**RECORDS SUPPLIED**
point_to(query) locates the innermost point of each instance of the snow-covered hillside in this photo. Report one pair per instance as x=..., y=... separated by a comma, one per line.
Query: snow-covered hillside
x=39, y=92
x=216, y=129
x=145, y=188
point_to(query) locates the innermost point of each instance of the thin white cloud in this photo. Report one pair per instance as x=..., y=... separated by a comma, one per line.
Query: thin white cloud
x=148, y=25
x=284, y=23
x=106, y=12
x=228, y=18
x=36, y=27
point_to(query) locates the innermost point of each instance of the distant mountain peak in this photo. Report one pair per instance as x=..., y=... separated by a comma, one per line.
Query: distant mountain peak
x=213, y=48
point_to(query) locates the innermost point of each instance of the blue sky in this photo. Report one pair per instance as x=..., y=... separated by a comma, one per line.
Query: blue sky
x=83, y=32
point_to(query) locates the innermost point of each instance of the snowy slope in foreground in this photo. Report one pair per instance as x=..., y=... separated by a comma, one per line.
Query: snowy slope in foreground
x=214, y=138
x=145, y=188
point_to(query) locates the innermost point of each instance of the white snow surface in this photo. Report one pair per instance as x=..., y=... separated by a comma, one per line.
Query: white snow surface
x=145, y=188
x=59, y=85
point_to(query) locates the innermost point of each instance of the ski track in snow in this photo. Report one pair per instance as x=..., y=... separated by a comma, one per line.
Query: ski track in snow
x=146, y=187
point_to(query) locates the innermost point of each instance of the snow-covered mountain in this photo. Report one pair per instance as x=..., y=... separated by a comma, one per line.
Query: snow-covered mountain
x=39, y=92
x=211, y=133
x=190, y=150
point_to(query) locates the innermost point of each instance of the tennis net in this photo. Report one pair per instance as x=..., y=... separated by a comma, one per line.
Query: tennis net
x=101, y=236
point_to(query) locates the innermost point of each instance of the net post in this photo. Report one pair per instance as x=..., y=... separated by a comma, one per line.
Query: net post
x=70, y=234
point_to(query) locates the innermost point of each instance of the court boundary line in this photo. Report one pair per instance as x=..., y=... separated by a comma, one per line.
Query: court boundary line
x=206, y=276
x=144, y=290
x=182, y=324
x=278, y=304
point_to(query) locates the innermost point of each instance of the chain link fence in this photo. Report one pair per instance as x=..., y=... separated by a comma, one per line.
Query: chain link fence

**INSTRUCTION**
Rewrite every one of the entries above, putting "most central" wherever "innermost" appears and leaving everything else as it is.

**OUTPUT**
point_to(query) locates the most central point of each instance of the snow-covered hillside in this photo. Report one pair per instance as x=..., y=... separated by a comma, one per line.
Query: snow-covered hillside
x=39, y=92
x=216, y=129
x=145, y=188
point_to(query) locates the most central point of each instance of the thin white cloud in this photo. Report one pair per instance as x=..., y=... separated by a comma, one per line.
Query: thin white cloud
x=148, y=25
x=284, y=23
x=106, y=12
x=228, y=18
x=36, y=27
point_to(query) locates the most central point of each instance of the distant mountain peak in this photo. Report one pair per instance as x=..., y=... separated by a comma, one per line.
Query: distant mountain peak
x=213, y=48
point_to(query) locates the most central point of each instance of the blue sky in this photo. Report one pair per instance as x=..., y=... separated by a comma, one per line.
Query: blue sky
x=83, y=32
point_to(query) locates the most central point of each instance of the snowy slope in foreground in this photo. Report one pair per instance as x=..., y=... separated by a comma, one per line.
Query: snowy slope in foreground
x=214, y=138
x=145, y=188
point_to(query) locates the most central point of each instance of the white snow surface in this photo. Report one pair per instance as x=..., y=... separated by a comma, one per line.
Query: white snow surface
x=145, y=188
x=59, y=85
point_to(query) locates the most central point of each instance of the ski track in snow in this photo. Report one pair per instance as x=..., y=... separated by a comma, one per line.
Query: ski track in snow
x=146, y=187
point_to(query) locates the most central point of each instance of the snow-covered mountain in this photo. Report one pair per instance as x=..., y=... separated by a comma, one per line.
Query: snow-covered mountain
x=39, y=92
x=211, y=133
x=190, y=150
point_to(query) locates the most central point of each instance of the tennis net in this photo. Report one pair per instance as x=..., y=... separated by a comma, one per line.
Query: tennis net
x=101, y=236
point_to(query) locates the most central point of each instance of the net post in this photo. Report one pair per instance as x=..., y=... separated by a comma, one per line.
Query: net post
x=70, y=234
point_to(query) locates the most central point of each instance of the court boundary line in this photo. Report one pair per instance as x=..., y=... separated by a comma, one per line.
Query: court boundary line
x=206, y=276
x=144, y=290
x=182, y=324
x=278, y=304
point_to(query) locates the most central point of each instance of the chain link fence in this photo. Report one pair per instance as x=..., y=... separated by a comma, one per line.
Query: chain link fence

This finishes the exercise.